▸ **Required task**:
Reproduce every line of the records below exactly. Leave out any pictures.

▸ **Labeling and segmentation records**:
----

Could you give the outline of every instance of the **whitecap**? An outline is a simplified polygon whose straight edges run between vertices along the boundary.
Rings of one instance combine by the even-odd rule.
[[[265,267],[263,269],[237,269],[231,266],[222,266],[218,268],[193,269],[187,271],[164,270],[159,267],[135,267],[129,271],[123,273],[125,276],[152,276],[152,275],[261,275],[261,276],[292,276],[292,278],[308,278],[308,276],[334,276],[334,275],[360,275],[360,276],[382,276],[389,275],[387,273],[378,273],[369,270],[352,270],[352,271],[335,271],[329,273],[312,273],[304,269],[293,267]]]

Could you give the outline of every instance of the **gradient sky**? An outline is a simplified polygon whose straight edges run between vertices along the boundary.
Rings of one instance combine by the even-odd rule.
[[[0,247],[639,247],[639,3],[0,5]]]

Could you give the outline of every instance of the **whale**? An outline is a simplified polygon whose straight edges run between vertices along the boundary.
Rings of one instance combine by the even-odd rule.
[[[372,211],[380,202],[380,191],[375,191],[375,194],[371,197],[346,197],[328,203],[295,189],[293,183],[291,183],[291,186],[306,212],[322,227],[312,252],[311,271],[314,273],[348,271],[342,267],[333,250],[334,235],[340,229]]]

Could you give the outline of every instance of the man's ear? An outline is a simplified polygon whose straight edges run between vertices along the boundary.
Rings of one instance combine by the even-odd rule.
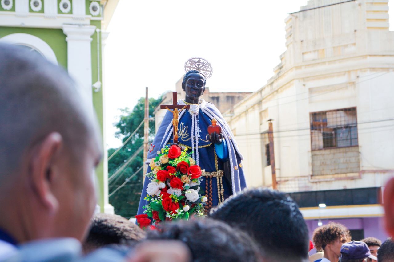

----

▸ **Right answer**:
Could you give the outline of every instance of the **whitecap**? An outline is a simplified polygon whose straight edges run between vertices along the boundary.
Rings of one instance combine by the even-odd rule.
[[[265,267],[263,269],[237,269],[231,266],[222,266],[218,268],[193,269],[187,271],[164,270],[159,267],[135,267],[129,271],[123,273],[125,276],[152,276],[152,275],[261,275],[261,276],[292,276],[292,278],[308,278],[308,276],[334,276],[334,275],[360,275],[360,276],[382,276],[389,275],[387,273],[378,273],[369,270],[352,270],[352,271],[335,271],[329,273],[312,273],[304,269],[293,267]]]

Could you give the outline of every instance of the **gradient sky**? An outline is a simplified polygon whose straight edges run between vertices along the boundary.
Rings of one instance combine by the even-odd rule.
[[[0,247],[639,247],[639,3],[0,5]]]

Could you give the outline of every instance of the **whale**? An outline is a simplified polygon whose straight edges run between vertices along the boundary.
Rings of one instance combine by the even-odd rule.
[[[372,211],[380,202],[380,191],[375,191],[375,194],[371,197],[346,197],[328,203],[295,189],[293,183],[291,183],[291,186],[306,212],[322,227],[312,252],[311,271],[314,273],[348,271],[342,267],[333,250],[334,235],[340,229]]]

Could you give the outline of every instance of the man's ear? An outline is a simplified polygon whose straight edges run between vertices along the boundary.
Rings of one instance combine by the even-odd rule.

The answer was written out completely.